**The task**
All pictures must be left out as you transcribe the lines from the first line of the data to the line containing "Point out the white lamp shade in this photo.", both included.
[[ Data in this exercise, beginning ]]
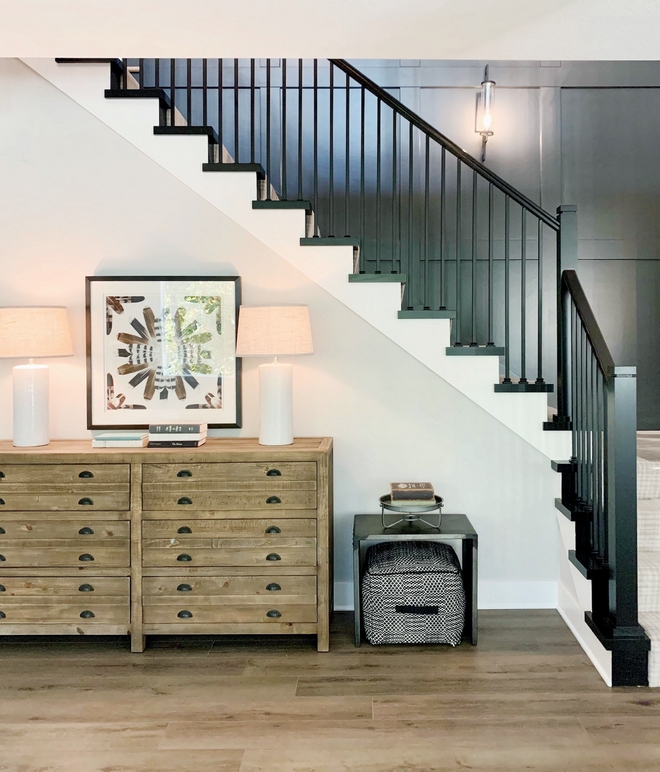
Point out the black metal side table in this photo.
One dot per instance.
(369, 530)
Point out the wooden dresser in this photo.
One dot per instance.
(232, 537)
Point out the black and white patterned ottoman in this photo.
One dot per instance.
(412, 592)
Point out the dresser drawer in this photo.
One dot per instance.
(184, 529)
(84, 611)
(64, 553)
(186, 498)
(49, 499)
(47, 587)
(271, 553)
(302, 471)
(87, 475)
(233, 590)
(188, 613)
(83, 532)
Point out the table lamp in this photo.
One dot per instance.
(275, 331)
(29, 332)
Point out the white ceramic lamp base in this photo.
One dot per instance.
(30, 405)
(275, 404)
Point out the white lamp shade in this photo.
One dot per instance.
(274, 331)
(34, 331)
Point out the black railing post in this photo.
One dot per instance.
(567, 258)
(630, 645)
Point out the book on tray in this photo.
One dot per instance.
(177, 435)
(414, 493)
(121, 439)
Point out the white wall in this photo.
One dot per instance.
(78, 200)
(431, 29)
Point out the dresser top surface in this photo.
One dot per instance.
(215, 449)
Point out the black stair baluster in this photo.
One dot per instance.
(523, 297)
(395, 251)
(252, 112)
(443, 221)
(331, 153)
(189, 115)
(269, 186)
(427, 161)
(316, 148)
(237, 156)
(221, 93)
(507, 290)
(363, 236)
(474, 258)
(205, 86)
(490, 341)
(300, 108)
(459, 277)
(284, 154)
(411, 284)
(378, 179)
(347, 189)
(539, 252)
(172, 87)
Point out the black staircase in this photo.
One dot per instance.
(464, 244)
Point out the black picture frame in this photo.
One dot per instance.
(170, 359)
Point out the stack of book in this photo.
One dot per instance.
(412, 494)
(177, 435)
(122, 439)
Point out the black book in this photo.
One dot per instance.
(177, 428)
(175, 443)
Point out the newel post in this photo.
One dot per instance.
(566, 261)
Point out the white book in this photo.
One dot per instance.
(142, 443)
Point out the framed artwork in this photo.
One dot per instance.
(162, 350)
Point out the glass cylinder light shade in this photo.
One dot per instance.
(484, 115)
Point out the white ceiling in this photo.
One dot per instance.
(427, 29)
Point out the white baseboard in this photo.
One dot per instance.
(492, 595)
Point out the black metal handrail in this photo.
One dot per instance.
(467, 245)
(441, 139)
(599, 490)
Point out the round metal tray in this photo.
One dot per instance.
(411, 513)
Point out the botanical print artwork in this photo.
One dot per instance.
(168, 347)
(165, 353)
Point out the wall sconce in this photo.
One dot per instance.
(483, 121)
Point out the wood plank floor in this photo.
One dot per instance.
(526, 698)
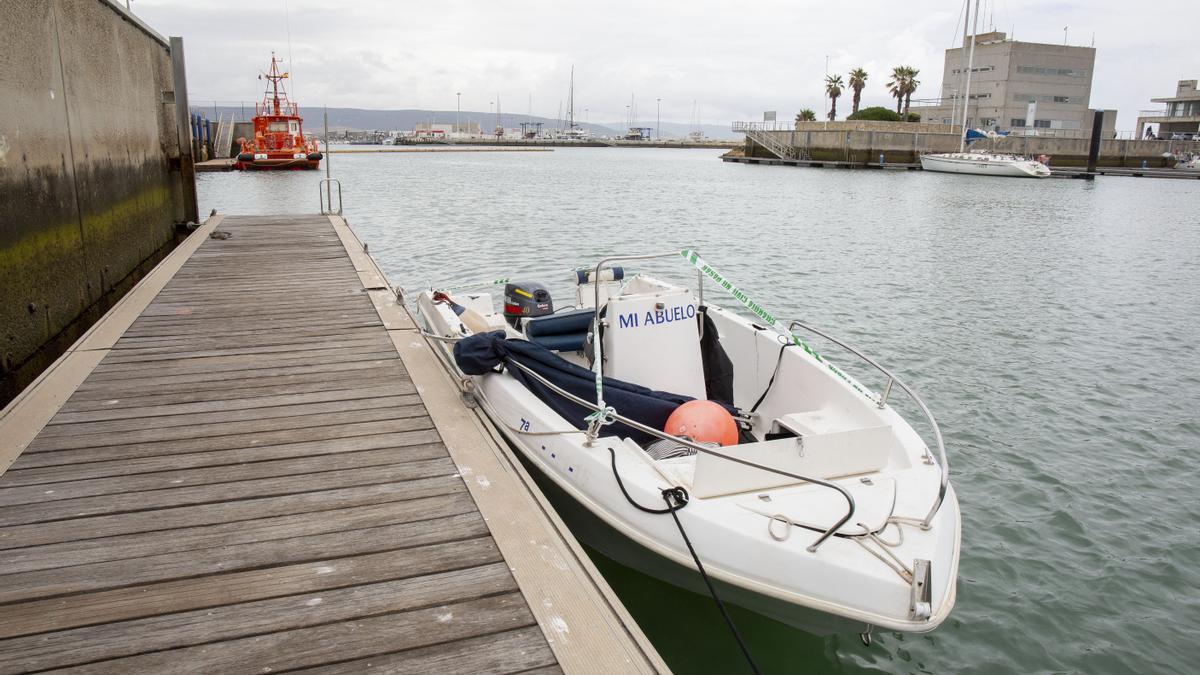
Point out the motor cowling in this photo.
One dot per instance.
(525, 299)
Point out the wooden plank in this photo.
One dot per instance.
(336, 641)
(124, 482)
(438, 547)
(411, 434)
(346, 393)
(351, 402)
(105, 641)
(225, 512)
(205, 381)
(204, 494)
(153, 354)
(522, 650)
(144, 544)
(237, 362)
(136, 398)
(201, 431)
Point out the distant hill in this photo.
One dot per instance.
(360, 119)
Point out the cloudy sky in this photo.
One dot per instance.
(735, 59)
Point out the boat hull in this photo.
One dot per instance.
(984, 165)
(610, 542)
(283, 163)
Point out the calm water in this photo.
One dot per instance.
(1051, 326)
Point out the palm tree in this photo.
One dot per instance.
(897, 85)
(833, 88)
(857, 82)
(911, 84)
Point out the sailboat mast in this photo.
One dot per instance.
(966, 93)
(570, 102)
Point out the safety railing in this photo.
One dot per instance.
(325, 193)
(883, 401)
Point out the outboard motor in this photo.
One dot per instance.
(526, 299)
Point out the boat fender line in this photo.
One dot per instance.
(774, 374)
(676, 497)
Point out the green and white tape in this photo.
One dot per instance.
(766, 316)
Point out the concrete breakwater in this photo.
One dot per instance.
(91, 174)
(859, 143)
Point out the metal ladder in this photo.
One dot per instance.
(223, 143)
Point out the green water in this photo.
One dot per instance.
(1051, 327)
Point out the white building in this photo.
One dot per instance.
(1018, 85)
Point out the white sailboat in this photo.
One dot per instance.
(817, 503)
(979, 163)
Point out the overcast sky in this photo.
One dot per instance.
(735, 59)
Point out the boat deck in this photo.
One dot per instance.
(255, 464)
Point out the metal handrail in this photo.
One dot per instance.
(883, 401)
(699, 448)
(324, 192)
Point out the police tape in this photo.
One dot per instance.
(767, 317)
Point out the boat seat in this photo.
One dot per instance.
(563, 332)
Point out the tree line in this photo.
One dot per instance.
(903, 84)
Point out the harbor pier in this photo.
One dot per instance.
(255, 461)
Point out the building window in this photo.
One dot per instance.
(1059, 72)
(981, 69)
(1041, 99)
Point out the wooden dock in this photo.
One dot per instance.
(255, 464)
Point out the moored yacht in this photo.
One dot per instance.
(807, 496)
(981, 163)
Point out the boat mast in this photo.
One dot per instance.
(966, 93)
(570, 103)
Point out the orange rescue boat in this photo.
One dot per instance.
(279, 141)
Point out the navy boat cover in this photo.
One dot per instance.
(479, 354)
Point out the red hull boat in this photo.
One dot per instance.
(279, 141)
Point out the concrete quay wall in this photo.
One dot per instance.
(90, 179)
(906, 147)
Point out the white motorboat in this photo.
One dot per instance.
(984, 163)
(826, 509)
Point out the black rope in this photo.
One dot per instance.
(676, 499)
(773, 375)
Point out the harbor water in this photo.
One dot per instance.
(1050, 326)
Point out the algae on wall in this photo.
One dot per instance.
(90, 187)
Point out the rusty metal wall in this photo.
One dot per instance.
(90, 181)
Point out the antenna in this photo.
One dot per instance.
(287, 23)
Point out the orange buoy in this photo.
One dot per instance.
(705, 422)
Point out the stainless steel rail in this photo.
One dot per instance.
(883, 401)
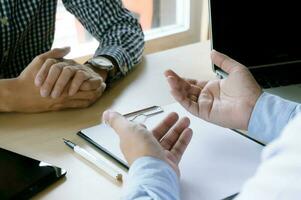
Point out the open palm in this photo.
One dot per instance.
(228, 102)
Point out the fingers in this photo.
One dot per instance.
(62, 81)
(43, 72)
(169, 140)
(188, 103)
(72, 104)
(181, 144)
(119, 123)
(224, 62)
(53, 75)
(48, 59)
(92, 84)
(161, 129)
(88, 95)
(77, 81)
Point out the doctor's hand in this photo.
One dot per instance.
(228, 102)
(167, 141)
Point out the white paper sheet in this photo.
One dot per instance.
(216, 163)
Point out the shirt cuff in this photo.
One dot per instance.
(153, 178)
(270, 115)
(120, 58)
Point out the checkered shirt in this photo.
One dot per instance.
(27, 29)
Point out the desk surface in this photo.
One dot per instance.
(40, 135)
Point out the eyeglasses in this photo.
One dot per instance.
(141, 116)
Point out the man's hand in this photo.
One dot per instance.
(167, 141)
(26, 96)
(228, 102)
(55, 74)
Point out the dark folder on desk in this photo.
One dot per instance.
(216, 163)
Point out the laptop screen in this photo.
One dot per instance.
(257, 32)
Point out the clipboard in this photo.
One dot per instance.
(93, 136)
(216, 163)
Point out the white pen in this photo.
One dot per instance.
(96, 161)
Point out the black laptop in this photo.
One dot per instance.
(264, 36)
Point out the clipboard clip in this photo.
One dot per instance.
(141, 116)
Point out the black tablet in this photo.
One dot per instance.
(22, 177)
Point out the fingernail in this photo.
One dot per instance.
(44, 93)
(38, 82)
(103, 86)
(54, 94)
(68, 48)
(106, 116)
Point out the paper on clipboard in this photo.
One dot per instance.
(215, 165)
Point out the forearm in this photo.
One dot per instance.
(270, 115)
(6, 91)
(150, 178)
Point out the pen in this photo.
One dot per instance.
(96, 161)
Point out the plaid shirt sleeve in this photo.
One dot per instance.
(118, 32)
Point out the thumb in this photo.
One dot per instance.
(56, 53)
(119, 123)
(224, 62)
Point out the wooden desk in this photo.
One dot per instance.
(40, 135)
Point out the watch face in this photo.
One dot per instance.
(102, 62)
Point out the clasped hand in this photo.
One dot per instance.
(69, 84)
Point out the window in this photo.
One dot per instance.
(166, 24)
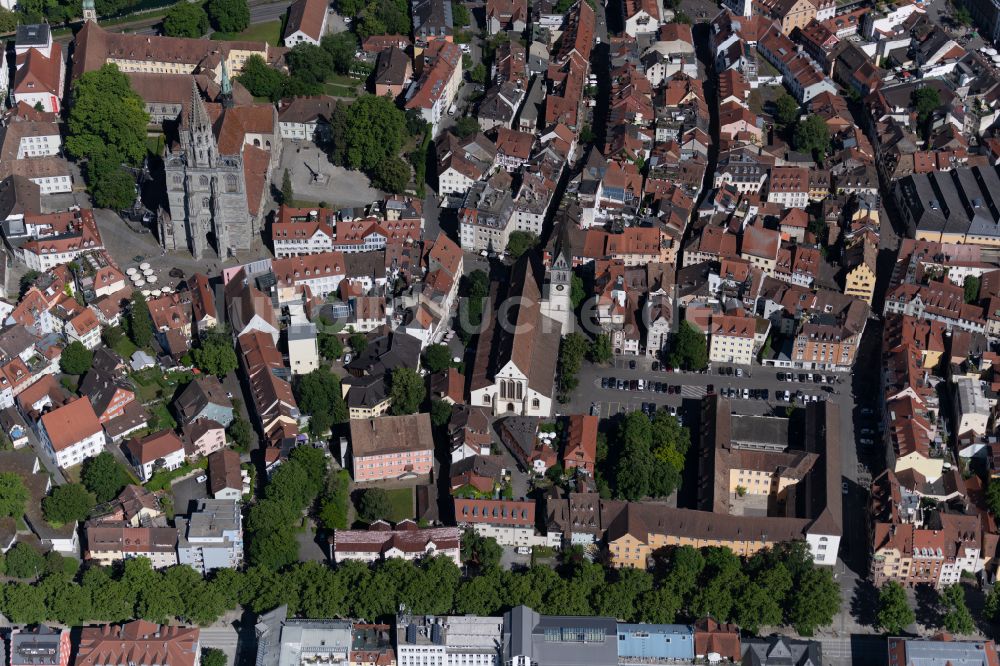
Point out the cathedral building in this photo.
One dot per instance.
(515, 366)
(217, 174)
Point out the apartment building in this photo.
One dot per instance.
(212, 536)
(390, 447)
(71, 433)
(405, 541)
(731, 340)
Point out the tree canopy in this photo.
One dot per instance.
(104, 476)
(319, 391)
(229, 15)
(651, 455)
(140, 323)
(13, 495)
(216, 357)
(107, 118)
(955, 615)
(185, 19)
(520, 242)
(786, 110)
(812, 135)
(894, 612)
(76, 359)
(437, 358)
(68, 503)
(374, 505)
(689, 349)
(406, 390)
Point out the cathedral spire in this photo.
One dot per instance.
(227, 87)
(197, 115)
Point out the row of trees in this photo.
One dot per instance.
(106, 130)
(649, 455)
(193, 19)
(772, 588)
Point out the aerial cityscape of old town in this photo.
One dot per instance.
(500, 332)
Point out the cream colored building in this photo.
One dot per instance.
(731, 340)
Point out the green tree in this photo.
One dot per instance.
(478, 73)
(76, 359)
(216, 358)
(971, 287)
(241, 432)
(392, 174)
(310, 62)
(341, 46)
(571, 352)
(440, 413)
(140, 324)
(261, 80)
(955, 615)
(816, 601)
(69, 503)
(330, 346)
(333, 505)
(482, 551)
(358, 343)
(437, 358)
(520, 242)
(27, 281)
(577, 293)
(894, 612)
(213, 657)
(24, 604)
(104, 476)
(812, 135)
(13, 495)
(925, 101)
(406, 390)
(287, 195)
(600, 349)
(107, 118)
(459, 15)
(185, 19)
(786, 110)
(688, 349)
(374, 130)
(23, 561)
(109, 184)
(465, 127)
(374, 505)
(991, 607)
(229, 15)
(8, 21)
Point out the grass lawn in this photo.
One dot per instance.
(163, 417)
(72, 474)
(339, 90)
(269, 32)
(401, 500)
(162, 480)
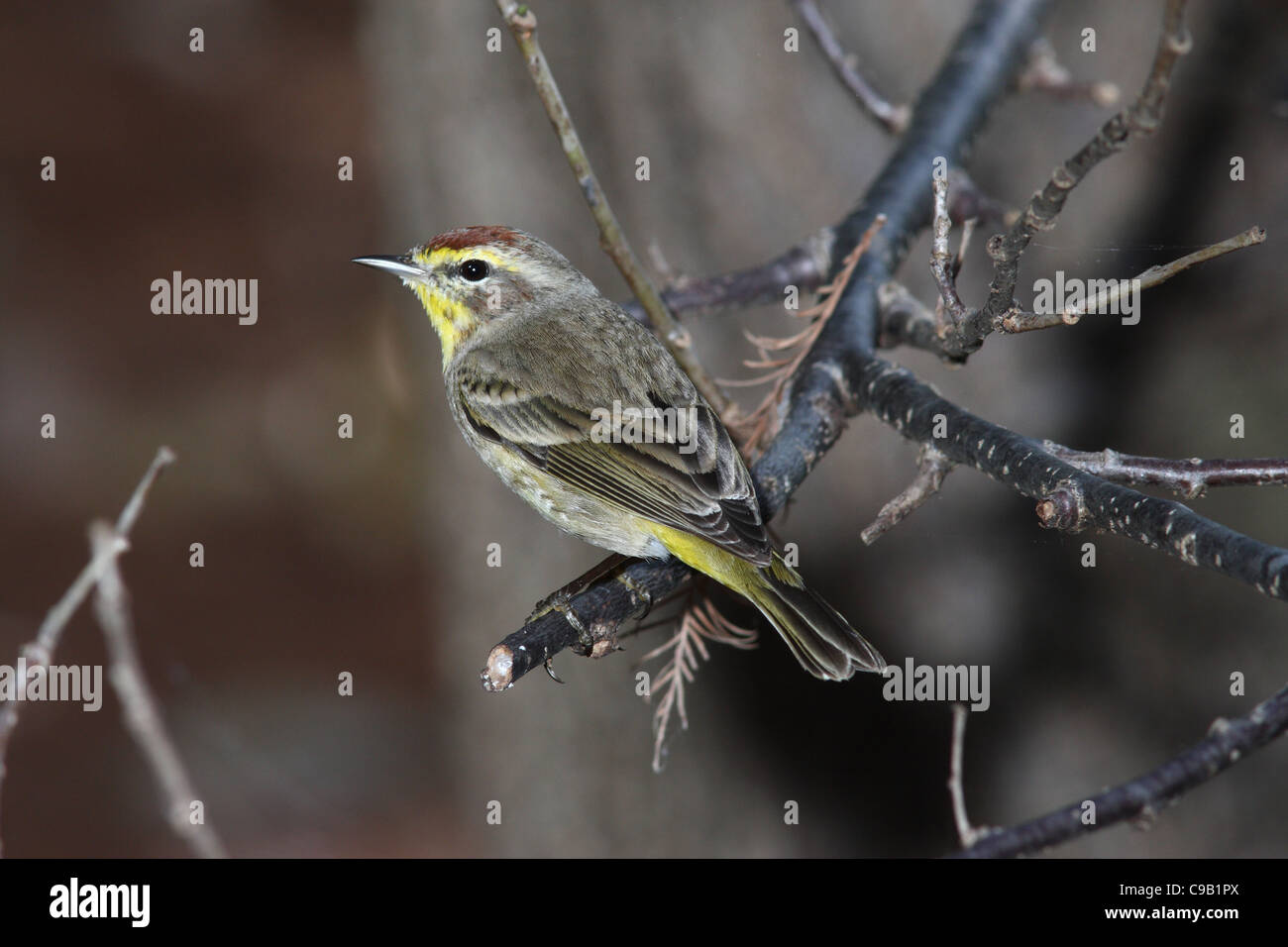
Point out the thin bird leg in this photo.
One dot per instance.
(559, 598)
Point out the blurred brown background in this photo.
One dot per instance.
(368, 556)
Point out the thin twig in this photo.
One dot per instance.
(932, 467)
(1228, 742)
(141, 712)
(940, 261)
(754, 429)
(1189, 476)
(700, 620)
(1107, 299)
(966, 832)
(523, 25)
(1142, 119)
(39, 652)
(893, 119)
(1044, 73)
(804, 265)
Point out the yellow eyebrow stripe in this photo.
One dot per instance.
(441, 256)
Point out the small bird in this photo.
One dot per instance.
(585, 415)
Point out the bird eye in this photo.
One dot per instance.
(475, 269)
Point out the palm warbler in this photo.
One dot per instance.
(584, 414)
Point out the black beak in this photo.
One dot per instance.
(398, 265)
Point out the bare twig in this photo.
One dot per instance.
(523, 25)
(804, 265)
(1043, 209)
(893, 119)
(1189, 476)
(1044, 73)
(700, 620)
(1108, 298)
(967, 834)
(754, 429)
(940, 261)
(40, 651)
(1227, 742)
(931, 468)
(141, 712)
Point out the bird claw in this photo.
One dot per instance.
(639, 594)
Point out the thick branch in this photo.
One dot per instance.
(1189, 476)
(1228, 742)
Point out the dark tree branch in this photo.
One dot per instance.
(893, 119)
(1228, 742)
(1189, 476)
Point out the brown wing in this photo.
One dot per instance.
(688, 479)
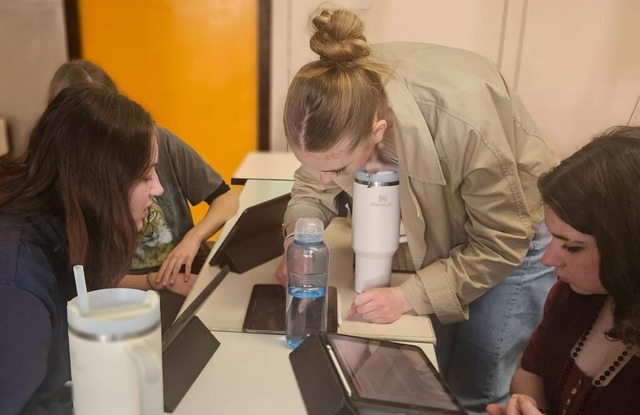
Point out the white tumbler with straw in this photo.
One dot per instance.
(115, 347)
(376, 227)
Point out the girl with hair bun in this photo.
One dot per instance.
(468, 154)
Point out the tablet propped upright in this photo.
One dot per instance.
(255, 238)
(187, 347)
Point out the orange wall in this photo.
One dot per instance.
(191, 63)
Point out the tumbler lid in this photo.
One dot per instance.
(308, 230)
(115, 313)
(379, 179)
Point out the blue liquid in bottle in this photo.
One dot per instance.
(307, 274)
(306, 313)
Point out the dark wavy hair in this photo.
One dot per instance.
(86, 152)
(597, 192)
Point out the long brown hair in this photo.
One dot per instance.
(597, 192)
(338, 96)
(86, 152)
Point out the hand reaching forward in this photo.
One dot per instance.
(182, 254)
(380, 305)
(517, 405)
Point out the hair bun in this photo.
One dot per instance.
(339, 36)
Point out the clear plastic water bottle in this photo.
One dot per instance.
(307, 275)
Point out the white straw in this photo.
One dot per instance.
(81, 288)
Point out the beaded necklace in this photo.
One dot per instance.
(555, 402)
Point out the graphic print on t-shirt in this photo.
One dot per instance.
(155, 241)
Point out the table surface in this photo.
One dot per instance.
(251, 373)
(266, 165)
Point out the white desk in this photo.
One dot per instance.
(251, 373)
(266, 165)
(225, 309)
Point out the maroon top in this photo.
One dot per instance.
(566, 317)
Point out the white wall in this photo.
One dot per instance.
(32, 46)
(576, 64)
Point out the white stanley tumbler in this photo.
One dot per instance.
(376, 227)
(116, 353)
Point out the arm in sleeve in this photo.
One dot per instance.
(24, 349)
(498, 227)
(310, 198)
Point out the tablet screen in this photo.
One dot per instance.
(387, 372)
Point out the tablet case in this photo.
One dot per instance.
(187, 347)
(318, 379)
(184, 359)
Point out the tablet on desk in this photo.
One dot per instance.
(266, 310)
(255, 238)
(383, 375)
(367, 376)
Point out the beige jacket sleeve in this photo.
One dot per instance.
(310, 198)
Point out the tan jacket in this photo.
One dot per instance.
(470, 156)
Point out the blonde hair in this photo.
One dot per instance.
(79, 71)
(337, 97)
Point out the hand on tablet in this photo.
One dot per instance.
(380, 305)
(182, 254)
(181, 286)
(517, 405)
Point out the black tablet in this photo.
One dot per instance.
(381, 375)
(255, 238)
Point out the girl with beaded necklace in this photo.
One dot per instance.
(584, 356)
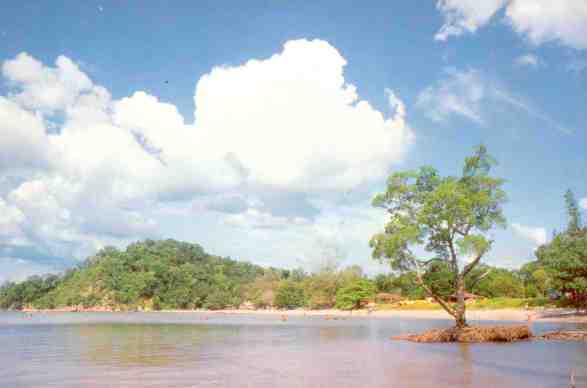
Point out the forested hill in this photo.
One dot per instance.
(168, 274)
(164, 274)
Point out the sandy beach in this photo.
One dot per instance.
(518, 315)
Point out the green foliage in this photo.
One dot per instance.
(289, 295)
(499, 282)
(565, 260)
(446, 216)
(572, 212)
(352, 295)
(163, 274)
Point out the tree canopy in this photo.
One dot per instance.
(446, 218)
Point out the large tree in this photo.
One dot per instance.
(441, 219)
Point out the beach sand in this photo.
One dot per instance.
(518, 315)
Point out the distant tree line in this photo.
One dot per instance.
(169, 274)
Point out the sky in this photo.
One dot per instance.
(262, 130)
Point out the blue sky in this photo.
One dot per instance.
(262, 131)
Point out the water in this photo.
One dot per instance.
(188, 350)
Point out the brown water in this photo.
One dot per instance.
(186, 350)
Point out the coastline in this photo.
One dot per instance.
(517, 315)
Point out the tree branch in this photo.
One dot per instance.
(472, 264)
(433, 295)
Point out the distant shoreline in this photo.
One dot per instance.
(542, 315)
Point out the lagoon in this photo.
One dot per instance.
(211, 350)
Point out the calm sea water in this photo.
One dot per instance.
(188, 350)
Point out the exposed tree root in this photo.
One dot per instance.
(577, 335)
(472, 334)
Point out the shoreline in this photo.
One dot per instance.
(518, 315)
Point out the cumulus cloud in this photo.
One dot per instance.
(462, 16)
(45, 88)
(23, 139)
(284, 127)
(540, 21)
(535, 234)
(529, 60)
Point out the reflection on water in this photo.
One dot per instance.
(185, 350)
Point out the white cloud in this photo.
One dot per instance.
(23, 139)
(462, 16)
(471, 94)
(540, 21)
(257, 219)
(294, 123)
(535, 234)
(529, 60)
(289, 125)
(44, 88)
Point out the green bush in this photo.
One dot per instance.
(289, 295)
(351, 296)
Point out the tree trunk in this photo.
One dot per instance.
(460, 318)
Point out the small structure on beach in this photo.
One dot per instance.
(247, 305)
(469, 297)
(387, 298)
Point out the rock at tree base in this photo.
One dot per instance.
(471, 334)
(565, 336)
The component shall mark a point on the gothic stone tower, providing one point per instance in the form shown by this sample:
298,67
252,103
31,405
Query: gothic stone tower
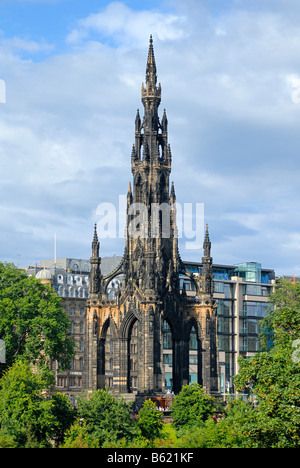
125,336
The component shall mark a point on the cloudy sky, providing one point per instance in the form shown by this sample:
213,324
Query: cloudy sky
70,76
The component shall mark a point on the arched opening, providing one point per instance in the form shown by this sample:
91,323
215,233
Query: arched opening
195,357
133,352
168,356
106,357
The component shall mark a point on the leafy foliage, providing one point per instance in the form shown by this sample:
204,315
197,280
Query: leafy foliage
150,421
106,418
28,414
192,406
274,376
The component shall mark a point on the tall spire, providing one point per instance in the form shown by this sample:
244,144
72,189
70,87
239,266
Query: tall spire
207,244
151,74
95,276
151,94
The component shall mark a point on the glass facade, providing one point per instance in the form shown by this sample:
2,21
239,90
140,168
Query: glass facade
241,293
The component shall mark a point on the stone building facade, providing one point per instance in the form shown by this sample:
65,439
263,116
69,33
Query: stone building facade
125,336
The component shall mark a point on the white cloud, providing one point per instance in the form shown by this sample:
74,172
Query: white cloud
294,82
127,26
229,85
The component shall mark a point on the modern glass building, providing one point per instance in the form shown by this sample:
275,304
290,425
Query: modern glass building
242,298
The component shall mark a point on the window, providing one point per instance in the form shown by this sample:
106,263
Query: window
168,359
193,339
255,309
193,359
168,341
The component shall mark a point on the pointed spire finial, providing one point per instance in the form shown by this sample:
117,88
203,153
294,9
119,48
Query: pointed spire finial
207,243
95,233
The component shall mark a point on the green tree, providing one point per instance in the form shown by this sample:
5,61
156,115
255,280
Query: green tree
[[ Data in this exercise, end ]]
**Response**
Point out the black metal side table in this photo.
One dot per instance.
(369, 530)
Point out the wooden dresser in this photo.
One dot per instance.
(232, 537)
Point out the black and white patterned ottoman in this photo.
One dot per instance.
(412, 592)
Point out the dresser drawer in this photo.
One dot per instance.
(184, 529)
(84, 611)
(64, 553)
(186, 498)
(49, 499)
(47, 587)
(271, 553)
(302, 471)
(87, 475)
(233, 590)
(188, 613)
(83, 532)
Point out the table lamp in this photo.
One dot per instance.
(275, 331)
(29, 332)
Point out the white ceramic lamp base in this photo.
One dot per instance.
(30, 405)
(275, 404)
Point out the white lamp shade in this photo.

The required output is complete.